Set task 1 = Select each line of the records that contains the word "stone". Case matters.

Selected extract =
....................
How to display pricing on your website for maximum conversions

Most outdoor operators agonize over what to charge. Far fewer think carefully about how to show it. That gap is costing real bookings, because the way you display pricing on your website often matters more than the price itself.
Travel bookings get abandoned at a staggering rate - 85% on desktop and 91% on mobile. The number-one trigger is surprise: a visitor sees one number on your trip page and a higher one at checkout. At that point you haven’t just lost the booking; you’ve lost the trust. They don’t come back.
This article covers how to structure, position, and frame your pricing so more visitors convert into paying guests.
Show prices on your trip pages, not just in the booking widget
The single highest-impact change most outfitters can make is moving pricing out of the booking widget and onto the trip page itself.
....................
Stored data =
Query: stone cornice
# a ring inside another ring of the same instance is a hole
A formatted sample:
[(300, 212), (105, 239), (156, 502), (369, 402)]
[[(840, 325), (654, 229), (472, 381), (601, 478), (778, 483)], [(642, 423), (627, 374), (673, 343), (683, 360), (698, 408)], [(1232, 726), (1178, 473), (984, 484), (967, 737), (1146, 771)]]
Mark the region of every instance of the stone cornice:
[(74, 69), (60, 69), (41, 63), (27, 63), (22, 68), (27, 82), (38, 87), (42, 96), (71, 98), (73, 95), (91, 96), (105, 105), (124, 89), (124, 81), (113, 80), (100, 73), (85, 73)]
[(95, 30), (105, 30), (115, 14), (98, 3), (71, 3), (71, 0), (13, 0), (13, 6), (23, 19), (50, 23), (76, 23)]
....................
Set task 2 = Pick up the article on displaying prices on a website after its last sentence and carry it forward.

Written response 1 =
Query: stone cornice
Mark the region of every instance of the stone cornice:

Written response 2 =
When a potential guest has to click “Book Now” just to find out what a trip costs, many of them don’t. They leave and check a competitor instead. Or they check Viator, where they see a price right away - and book there, costing you 20-25% in commission.
Put the starting price on every trip page, above the fold. Something like “$149/person” or “from $199/person for private groups” gives visitors the information they need to keep reading. It pre-qualifies them too: someone who’s fine with $149 won’t bounce when the booking widget confirms it.
The exception: if your pricing varies widely based on group size, season, or customization, a “contact us for pricing” approach can work - but only if you have a genuinely high-touch sales process and respond within hours, not days.
Structure pricing around the decision you want guests to make
Most outdoor business websites list a single price per person and leave the visitor to figure out the rest. That’s a missed opportunity.
Consider showing two or three tiers instead:
- Shared trip: $129/person (join a group, minimum 4 guests)
- Private trip: $499 for up to 4 guests, $99 each additional (your group, your schedule)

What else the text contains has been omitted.